EXTRACTED DATA →
__________
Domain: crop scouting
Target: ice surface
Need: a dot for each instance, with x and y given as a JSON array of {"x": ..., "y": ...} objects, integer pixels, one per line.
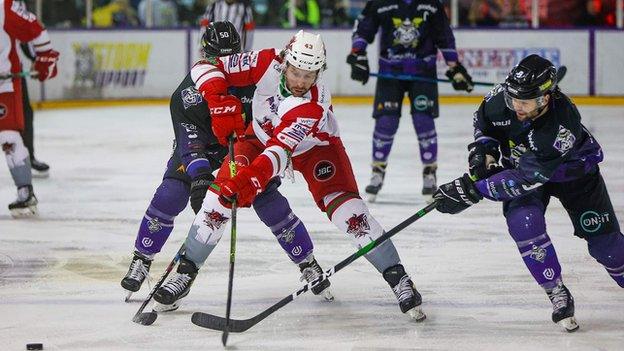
[{"x": 59, "y": 273}]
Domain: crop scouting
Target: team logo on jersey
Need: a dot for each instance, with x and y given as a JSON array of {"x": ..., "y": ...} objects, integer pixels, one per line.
[
  {"x": 422, "y": 103},
  {"x": 324, "y": 170},
  {"x": 214, "y": 219},
  {"x": 406, "y": 32},
  {"x": 287, "y": 236},
  {"x": 592, "y": 221},
  {"x": 8, "y": 148},
  {"x": 538, "y": 253},
  {"x": 154, "y": 225},
  {"x": 516, "y": 150},
  {"x": 358, "y": 225},
  {"x": 564, "y": 141},
  {"x": 191, "y": 97}
]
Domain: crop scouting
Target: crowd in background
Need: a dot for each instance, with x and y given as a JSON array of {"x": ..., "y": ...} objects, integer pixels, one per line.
[{"x": 322, "y": 13}]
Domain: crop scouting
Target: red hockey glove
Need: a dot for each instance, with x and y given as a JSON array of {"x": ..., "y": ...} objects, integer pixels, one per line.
[
  {"x": 45, "y": 64},
  {"x": 227, "y": 116},
  {"x": 244, "y": 187}
]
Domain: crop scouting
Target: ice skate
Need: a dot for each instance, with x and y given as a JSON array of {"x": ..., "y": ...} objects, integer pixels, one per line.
[
  {"x": 405, "y": 292},
  {"x": 377, "y": 177},
  {"x": 429, "y": 182},
  {"x": 137, "y": 273},
  {"x": 178, "y": 286},
  {"x": 563, "y": 307},
  {"x": 39, "y": 169},
  {"x": 26, "y": 203},
  {"x": 310, "y": 271}
]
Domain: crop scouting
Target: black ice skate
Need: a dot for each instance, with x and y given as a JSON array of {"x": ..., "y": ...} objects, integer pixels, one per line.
[
  {"x": 405, "y": 292},
  {"x": 563, "y": 307},
  {"x": 379, "y": 172},
  {"x": 26, "y": 203},
  {"x": 429, "y": 181},
  {"x": 310, "y": 271},
  {"x": 177, "y": 287},
  {"x": 137, "y": 272},
  {"x": 40, "y": 169}
]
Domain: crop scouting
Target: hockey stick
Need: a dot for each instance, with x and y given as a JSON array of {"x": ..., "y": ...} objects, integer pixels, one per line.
[
  {"x": 148, "y": 318},
  {"x": 31, "y": 74},
  {"x": 211, "y": 321},
  {"x": 560, "y": 74},
  {"x": 228, "y": 307}
]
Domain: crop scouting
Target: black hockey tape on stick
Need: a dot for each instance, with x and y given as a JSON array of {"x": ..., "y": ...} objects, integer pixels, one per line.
[
  {"x": 228, "y": 307},
  {"x": 31, "y": 74},
  {"x": 210, "y": 321},
  {"x": 560, "y": 74}
]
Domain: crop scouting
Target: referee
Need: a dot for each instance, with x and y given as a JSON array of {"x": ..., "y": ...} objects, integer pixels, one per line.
[{"x": 239, "y": 12}]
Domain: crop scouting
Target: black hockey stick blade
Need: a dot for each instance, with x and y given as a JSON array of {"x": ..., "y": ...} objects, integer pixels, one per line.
[
  {"x": 145, "y": 318},
  {"x": 210, "y": 321}
]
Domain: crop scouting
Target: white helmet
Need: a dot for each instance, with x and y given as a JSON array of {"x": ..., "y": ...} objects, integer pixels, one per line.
[{"x": 306, "y": 51}]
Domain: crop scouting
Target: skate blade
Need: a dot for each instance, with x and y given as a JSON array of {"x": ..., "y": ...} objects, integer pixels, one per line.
[
  {"x": 569, "y": 324},
  {"x": 159, "y": 307},
  {"x": 40, "y": 174},
  {"x": 24, "y": 212},
  {"x": 327, "y": 295},
  {"x": 416, "y": 314},
  {"x": 371, "y": 197},
  {"x": 428, "y": 199}
]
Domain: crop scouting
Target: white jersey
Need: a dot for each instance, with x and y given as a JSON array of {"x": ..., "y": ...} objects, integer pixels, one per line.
[{"x": 284, "y": 123}]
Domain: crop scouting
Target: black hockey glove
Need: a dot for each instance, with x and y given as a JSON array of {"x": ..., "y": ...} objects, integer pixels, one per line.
[
  {"x": 456, "y": 196},
  {"x": 199, "y": 187},
  {"x": 460, "y": 78},
  {"x": 483, "y": 160},
  {"x": 359, "y": 66}
]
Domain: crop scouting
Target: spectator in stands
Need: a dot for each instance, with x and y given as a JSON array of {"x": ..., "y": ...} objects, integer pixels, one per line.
[
  {"x": 307, "y": 14},
  {"x": 485, "y": 13},
  {"x": 600, "y": 13},
  {"x": 117, "y": 13},
  {"x": 559, "y": 13},
  {"x": 164, "y": 13}
]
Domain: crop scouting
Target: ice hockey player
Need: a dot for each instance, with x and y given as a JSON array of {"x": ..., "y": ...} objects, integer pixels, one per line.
[
  {"x": 295, "y": 129},
  {"x": 197, "y": 153},
  {"x": 20, "y": 25},
  {"x": 546, "y": 152},
  {"x": 412, "y": 32}
]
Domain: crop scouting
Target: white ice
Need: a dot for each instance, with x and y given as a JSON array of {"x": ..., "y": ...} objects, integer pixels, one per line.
[{"x": 60, "y": 273}]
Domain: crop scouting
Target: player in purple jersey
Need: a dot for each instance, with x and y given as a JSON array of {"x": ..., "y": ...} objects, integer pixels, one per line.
[
  {"x": 546, "y": 152},
  {"x": 196, "y": 154},
  {"x": 412, "y": 32}
]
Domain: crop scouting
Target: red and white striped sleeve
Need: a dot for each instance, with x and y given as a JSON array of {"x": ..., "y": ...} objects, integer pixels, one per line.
[{"x": 214, "y": 76}]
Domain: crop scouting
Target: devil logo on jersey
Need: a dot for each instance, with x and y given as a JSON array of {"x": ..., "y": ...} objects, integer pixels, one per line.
[
  {"x": 358, "y": 225},
  {"x": 214, "y": 220}
]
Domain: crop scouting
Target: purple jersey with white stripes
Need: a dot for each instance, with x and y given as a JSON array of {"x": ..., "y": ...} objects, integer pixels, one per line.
[
  {"x": 411, "y": 34},
  {"x": 555, "y": 147}
]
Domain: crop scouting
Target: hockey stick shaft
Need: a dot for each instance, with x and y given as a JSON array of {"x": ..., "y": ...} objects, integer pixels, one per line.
[
  {"x": 218, "y": 323},
  {"x": 21, "y": 74},
  {"x": 560, "y": 74},
  {"x": 228, "y": 307},
  {"x": 139, "y": 316}
]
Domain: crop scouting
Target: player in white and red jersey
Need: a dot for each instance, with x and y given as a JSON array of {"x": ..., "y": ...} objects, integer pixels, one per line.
[
  {"x": 20, "y": 25},
  {"x": 295, "y": 128}
]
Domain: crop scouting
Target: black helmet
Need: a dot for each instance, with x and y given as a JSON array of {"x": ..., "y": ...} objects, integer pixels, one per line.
[
  {"x": 532, "y": 78},
  {"x": 220, "y": 39}
]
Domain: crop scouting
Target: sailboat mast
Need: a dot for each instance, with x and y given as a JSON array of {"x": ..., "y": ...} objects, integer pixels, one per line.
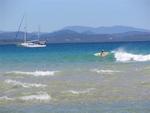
__________
DESCRIPTION OF THE TASK → Please pick out each line in the data above that contains the string "player" and copy those lines out in full. Case counts, so match capital and lowercase letters exactly.

WORKED SOLUTION →
Target: ice hockey player
Target: player in purple jersey
Target: player in white and red jersey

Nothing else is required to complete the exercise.